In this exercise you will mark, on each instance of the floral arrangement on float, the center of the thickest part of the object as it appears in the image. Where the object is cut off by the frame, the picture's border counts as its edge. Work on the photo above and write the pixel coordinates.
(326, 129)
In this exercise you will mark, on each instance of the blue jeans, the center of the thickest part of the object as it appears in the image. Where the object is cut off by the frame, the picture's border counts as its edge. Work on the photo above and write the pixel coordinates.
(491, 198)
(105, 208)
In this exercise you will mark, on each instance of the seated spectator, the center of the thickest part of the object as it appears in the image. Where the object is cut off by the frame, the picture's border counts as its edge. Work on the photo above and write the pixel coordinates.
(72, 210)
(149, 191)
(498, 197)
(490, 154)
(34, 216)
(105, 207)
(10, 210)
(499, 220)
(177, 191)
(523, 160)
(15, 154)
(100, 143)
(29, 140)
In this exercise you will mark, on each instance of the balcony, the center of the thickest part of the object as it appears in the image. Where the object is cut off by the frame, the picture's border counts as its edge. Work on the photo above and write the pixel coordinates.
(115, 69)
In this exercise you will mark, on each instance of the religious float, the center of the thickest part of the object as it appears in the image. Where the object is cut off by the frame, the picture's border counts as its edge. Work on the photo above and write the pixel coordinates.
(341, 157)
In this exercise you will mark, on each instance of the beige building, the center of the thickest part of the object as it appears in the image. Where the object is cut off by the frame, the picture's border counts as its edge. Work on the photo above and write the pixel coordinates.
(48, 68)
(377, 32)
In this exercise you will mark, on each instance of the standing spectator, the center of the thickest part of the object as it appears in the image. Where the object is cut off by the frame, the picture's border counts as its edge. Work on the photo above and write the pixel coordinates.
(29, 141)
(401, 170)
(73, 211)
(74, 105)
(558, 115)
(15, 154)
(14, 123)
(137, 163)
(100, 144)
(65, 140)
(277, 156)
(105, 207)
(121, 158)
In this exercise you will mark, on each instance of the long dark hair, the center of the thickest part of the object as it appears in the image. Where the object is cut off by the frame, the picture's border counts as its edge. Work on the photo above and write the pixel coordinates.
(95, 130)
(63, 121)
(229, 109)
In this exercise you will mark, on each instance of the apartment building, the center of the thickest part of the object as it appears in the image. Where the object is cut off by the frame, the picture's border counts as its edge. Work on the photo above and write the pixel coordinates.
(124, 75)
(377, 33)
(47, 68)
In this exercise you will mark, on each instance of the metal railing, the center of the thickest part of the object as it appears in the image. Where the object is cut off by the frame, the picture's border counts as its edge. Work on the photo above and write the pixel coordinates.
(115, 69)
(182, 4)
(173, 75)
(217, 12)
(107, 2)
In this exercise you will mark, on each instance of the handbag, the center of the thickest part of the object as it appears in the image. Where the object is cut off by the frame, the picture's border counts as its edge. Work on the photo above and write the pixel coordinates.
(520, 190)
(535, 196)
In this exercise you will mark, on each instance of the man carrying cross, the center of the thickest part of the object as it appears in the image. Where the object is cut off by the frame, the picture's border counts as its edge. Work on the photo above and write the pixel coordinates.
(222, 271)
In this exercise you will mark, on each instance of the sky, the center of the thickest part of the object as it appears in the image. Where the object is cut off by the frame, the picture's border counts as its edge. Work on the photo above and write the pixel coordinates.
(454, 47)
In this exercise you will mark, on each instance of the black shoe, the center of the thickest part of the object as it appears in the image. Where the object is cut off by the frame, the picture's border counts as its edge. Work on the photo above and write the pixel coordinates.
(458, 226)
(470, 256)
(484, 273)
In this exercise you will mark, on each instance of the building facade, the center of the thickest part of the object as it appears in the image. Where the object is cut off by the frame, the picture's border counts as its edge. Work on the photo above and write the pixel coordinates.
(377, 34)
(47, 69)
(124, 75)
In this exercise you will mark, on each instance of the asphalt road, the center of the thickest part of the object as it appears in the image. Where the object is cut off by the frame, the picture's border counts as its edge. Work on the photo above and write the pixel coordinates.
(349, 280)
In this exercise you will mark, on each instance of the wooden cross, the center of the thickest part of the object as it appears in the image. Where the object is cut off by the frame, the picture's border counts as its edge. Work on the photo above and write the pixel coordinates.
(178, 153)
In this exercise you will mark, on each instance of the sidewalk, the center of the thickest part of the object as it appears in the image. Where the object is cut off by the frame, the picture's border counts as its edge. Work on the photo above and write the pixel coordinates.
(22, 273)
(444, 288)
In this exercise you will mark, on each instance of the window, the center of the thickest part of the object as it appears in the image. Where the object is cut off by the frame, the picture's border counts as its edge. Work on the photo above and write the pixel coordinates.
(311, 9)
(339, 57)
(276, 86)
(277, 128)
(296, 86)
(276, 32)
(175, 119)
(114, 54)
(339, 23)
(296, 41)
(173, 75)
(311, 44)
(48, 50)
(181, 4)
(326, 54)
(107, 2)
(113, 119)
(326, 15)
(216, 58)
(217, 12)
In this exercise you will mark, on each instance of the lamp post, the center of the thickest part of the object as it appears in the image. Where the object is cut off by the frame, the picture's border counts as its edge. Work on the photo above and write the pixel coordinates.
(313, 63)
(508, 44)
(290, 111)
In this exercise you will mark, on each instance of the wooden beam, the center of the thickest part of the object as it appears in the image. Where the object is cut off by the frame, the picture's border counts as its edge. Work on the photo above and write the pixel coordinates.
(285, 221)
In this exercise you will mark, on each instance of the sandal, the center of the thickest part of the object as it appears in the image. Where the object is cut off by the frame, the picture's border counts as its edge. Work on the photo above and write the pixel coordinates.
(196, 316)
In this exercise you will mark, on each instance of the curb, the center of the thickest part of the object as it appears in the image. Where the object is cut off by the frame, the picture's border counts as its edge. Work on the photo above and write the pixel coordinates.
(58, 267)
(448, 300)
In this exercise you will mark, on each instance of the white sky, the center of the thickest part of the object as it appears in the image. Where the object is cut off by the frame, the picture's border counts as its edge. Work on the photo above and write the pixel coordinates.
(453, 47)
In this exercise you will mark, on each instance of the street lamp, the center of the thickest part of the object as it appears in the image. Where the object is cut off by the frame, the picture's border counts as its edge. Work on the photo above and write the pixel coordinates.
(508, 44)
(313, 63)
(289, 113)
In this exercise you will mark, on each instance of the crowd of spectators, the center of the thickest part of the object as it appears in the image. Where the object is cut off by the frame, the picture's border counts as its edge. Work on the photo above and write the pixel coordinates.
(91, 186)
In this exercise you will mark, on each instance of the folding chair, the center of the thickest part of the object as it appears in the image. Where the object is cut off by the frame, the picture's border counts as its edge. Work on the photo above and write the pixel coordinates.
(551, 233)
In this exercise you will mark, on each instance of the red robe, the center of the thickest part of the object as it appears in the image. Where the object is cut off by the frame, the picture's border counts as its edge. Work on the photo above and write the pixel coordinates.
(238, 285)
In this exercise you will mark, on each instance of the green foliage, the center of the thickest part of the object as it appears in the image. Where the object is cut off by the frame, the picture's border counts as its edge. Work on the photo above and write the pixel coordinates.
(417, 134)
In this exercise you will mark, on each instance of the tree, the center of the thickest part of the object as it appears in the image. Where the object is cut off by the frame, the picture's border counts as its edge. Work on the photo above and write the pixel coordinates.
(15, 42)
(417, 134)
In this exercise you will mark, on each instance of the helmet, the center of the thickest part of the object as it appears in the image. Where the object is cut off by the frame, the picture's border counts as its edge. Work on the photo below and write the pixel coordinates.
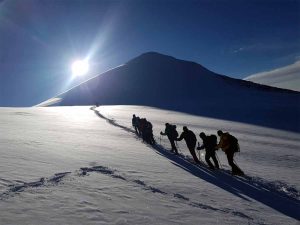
(202, 135)
(220, 132)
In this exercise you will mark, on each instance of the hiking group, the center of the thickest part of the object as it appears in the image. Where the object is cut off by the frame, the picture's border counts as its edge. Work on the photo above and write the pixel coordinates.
(228, 143)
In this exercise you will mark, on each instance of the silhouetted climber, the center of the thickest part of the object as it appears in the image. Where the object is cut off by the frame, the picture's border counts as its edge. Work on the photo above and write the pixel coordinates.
(135, 123)
(172, 134)
(191, 140)
(142, 124)
(149, 133)
(229, 144)
(209, 144)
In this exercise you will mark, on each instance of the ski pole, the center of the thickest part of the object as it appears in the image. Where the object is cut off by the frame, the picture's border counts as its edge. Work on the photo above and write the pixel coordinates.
(219, 161)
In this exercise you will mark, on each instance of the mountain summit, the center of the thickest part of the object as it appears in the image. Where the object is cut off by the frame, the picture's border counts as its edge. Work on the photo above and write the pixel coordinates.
(157, 80)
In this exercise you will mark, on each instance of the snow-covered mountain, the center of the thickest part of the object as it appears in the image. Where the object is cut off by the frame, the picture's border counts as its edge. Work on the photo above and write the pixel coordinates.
(83, 165)
(162, 81)
(287, 77)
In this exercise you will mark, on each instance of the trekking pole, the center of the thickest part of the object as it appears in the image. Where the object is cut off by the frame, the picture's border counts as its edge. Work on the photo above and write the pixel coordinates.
(199, 152)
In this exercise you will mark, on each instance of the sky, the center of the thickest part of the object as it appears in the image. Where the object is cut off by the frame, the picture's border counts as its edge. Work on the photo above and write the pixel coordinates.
(39, 39)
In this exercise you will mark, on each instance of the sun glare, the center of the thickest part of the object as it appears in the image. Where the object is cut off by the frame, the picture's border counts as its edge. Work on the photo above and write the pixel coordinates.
(80, 68)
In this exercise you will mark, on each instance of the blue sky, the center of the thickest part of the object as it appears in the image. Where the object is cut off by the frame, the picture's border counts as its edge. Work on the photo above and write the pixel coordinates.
(40, 39)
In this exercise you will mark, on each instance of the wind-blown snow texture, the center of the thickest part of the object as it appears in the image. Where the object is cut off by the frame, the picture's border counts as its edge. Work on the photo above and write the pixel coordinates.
(286, 77)
(83, 165)
(162, 81)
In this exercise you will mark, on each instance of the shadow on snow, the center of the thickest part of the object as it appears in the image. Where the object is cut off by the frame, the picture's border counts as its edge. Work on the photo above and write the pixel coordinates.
(242, 187)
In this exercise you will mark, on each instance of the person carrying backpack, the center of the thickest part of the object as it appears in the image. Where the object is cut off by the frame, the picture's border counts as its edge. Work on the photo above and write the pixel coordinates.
(191, 140)
(172, 134)
(229, 144)
(134, 122)
(209, 144)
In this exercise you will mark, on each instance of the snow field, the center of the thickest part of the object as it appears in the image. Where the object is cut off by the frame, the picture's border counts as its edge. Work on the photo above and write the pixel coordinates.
(67, 165)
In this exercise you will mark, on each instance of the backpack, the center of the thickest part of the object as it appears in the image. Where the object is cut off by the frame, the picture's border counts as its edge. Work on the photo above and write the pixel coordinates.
(212, 141)
(234, 144)
(173, 131)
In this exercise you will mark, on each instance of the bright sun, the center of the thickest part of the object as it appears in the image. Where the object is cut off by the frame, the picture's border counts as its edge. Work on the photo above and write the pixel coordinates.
(80, 68)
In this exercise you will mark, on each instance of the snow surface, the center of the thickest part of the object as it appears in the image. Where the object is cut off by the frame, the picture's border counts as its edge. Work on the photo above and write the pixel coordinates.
(85, 165)
(286, 77)
(161, 81)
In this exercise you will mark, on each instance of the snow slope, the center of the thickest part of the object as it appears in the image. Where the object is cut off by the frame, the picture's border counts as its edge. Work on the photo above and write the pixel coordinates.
(83, 165)
(162, 81)
(286, 77)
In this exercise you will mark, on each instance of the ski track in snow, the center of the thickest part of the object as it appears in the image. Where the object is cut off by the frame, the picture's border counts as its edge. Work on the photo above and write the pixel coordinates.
(275, 188)
(275, 194)
(84, 171)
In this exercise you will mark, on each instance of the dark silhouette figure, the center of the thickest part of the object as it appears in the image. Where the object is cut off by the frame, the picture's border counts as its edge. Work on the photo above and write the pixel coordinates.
(209, 144)
(191, 140)
(148, 133)
(172, 134)
(135, 123)
(229, 145)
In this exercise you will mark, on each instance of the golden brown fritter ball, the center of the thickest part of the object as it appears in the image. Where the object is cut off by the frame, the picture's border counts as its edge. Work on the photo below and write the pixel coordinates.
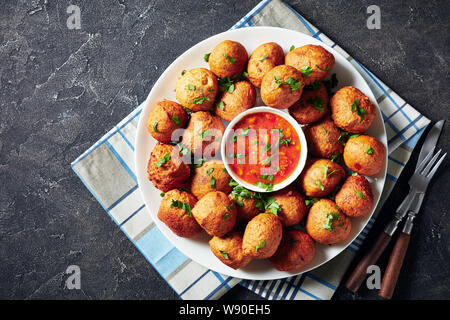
(365, 155)
(228, 249)
(312, 106)
(313, 61)
(265, 57)
(210, 176)
(326, 224)
(176, 212)
(320, 177)
(355, 198)
(165, 117)
(245, 206)
(203, 134)
(322, 138)
(281, 87)
(228, 59)
(295, 251)
(231, 104)
(166, 169)
(215, 213)
(262, 236)
(352, 110)
(292, 204)
(196, 89)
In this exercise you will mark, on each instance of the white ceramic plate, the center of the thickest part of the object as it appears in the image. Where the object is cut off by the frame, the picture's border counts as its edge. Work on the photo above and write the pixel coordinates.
(198, 249)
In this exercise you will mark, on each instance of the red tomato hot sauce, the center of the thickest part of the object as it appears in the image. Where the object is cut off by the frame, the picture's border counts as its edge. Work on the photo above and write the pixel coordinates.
(263, 150)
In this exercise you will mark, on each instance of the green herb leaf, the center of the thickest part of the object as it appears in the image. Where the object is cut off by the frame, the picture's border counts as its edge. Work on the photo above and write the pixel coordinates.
(163, 160)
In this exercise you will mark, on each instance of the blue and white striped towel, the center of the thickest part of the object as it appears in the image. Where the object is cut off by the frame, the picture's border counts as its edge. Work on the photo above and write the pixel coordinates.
(107, 170)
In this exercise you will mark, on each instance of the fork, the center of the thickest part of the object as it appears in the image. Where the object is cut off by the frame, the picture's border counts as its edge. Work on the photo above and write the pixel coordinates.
(418, 183)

════════

Work item: Only the lines from the one containing "the blue and" through the last line above belong in your answer. Retype them exactly.

Response to this task:
In this exercise you will mark, on each instance of the blue and white striped towel, the center of the thickest part of the object as it appears in the image. Where the object is cut off by the frame, the picture's border counts as its edge. Work on the photo above and write the pixel coordinates.
(107, 170)
In this exercise you will mark, on each instance of the fork, the center of the thickest part of the object as it appears in the image. Where the object is cut off by the frame, the picture's border counts as its edge. Work on the photo above and write the pixel coordinates.
(418, 183)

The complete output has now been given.